What is expected: In the material below, turn the lines between the one holding "Find the wooden furniture" and the one holding "(1374, 743)", inclusive, into a numbered list, leaving out any blank lines.
· · · ·
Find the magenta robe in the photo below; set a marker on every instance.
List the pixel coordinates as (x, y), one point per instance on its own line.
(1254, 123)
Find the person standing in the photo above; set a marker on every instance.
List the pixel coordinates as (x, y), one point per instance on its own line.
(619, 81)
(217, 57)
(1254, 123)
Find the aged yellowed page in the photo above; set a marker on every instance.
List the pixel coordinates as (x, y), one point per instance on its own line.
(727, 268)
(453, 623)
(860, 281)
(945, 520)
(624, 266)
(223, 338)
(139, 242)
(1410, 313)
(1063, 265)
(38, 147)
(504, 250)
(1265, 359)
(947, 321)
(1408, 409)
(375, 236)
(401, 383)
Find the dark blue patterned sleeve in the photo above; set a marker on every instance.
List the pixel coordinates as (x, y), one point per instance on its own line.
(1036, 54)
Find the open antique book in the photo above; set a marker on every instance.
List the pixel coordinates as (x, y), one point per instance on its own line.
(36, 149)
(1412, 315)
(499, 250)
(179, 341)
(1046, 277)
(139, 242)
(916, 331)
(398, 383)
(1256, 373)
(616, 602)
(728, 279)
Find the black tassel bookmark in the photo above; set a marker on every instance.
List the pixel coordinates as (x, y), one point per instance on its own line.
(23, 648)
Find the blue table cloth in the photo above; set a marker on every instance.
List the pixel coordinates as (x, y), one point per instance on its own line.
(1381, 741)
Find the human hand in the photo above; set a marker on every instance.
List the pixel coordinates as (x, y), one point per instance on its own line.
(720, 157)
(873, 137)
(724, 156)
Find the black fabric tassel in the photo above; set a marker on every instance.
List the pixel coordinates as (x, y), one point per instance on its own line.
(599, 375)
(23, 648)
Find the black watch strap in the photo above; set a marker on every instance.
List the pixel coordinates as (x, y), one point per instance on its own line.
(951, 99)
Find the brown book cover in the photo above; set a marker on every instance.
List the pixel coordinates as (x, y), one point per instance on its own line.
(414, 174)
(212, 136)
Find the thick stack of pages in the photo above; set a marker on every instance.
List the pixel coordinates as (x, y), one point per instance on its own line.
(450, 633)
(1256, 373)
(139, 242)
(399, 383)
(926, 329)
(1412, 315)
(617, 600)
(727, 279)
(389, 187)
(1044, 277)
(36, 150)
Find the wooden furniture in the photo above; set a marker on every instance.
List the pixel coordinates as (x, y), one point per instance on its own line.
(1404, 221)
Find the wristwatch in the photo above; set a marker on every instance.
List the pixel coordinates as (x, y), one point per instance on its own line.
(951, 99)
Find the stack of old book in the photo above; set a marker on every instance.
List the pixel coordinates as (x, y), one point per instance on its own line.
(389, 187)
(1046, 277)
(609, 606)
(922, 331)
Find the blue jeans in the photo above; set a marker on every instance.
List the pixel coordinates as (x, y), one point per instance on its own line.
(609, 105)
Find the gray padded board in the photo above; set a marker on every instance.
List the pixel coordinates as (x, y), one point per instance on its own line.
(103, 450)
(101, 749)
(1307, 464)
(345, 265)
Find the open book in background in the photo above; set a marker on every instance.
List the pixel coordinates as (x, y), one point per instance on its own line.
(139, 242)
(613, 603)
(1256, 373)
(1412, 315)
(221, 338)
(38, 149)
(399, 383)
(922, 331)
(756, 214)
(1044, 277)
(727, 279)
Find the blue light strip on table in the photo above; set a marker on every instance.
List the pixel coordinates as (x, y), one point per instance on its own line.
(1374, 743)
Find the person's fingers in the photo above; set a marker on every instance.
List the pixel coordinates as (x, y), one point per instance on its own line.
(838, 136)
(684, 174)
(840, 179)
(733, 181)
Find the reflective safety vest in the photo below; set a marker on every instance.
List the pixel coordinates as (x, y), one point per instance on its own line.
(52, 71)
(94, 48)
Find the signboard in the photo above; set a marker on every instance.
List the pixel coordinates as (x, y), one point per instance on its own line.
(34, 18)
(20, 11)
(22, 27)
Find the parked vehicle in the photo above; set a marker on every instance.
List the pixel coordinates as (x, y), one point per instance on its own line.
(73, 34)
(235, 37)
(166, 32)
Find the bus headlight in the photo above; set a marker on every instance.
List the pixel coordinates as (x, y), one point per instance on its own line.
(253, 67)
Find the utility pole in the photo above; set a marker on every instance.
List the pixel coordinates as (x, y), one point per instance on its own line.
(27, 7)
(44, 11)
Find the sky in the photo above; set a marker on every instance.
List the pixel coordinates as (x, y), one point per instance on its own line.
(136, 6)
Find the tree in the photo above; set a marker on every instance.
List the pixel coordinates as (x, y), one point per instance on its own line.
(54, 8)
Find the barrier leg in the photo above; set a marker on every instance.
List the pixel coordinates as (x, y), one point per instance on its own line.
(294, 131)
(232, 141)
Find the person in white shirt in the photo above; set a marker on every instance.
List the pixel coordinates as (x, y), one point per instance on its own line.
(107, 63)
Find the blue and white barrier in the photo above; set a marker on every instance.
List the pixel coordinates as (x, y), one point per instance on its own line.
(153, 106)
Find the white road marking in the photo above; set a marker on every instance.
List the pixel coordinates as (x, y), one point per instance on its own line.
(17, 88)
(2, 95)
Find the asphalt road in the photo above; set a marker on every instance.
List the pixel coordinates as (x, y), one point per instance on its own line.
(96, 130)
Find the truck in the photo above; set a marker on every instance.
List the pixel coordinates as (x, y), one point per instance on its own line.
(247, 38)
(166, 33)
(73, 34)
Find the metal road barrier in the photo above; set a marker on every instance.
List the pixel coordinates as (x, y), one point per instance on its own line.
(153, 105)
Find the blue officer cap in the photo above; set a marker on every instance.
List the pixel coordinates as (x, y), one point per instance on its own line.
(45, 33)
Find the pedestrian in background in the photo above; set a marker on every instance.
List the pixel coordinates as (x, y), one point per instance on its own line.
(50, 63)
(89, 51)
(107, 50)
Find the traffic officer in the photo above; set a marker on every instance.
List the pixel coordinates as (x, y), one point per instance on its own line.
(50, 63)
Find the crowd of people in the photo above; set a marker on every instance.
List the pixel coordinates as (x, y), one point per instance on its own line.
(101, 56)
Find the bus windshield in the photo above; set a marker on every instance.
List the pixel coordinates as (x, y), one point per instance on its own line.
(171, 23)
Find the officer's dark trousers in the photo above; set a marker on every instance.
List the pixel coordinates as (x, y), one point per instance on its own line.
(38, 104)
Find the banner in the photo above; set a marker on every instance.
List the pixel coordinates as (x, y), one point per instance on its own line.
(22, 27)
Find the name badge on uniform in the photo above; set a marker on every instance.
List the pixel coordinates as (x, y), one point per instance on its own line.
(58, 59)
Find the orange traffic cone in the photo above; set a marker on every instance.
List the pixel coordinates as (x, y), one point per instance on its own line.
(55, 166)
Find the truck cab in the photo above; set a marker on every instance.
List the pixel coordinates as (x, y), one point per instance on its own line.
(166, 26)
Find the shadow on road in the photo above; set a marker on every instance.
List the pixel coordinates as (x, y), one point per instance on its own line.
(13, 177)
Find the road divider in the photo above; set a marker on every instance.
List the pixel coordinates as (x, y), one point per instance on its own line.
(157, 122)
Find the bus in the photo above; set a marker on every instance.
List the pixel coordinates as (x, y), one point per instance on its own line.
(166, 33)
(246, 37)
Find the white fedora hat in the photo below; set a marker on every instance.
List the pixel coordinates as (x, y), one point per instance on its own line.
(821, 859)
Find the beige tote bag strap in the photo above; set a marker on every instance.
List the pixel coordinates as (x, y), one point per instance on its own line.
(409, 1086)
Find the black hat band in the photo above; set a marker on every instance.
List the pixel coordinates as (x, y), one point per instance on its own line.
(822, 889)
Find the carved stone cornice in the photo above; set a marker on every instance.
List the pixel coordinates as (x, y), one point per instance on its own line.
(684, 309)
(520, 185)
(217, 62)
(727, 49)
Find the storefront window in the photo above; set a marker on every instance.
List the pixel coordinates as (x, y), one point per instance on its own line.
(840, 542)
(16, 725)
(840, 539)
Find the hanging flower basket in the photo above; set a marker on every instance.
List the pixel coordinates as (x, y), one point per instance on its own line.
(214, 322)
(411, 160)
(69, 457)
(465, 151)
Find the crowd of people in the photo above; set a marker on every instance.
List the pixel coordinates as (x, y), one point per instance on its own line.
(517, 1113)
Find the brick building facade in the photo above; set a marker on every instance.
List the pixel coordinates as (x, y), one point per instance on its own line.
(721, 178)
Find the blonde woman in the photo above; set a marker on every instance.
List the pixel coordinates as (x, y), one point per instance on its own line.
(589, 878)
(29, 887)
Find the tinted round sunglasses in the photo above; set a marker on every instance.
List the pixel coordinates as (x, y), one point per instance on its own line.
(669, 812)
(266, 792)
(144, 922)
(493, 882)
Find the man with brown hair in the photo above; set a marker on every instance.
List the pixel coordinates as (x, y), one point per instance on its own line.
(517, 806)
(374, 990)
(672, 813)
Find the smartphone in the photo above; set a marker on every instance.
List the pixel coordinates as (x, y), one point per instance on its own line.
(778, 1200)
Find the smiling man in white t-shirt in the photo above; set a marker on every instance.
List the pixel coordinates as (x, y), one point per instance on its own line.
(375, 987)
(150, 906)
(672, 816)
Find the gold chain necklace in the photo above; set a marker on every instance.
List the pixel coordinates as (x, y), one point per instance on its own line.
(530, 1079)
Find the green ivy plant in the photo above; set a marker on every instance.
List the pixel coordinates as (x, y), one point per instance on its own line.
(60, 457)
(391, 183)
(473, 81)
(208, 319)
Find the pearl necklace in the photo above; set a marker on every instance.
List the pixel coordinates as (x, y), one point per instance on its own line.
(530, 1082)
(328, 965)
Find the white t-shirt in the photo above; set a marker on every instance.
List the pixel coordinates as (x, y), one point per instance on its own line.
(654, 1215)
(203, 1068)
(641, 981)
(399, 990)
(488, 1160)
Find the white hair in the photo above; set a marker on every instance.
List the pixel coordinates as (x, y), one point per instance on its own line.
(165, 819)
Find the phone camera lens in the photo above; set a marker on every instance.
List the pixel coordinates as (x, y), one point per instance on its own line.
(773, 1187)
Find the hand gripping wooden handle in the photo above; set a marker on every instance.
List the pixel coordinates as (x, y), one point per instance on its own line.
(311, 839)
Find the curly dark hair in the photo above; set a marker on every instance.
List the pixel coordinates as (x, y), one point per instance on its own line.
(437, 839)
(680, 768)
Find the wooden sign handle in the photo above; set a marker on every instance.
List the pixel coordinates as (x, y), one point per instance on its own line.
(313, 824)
· · · ·
Exercise output:
1. Find the wooden furniture in the photo above; set a marker on every instance.
2. List the pixel coordinates as (x, y), one point per instance on its own line.
3. (1404, 221)
4. Find the wristwatch in the photo above; set a marker on every instance.
5. List the pixel coordinates as (x, y), one point per instance on its own line.
6. (951, 99)
7. Find the stack of old book in the photo above; set a marker on every instance.
8. List the pixel coordinates as (x, y), one point per instance on its own line.
9. (389, 187)
10. (1046, 277)
11. (609, 606)
12. (922, 331)
13. Find the blue jeans in the photo above; set a marker on every instance.
14. List the pixel coordinates as (x, y), one point per instance on its own line.
15. (609, 105)
16. Find the gray padded board in the photo above; set a marker on every instance.
17. List the pixel coordinates as (x, y), one point per instance on its own line.
18. (103, 450)
19. (101, 749)
20. (1307, 464)
21. (345, 265)
22. Find the open book in background in the photo above; set a marker on every instance.
23. List the pixel coordinates as (x, y), one point per instance on its own line.
24. (139, 242)
25. (613, 603)
26. (1256, 373)
27. (1412, 315)
28. (221, 338)
29. (38, 149)
30. (399, 383)
31. (922, 331)
32. (756, 214)
33. (1044, 277)
34. (727, 279)
35. Find the blue light strip on table in the photo above; set a marker on every instance.
36. List the pixel coordinates as (x, y), one point per instance on its own line.
37. (1374, 743)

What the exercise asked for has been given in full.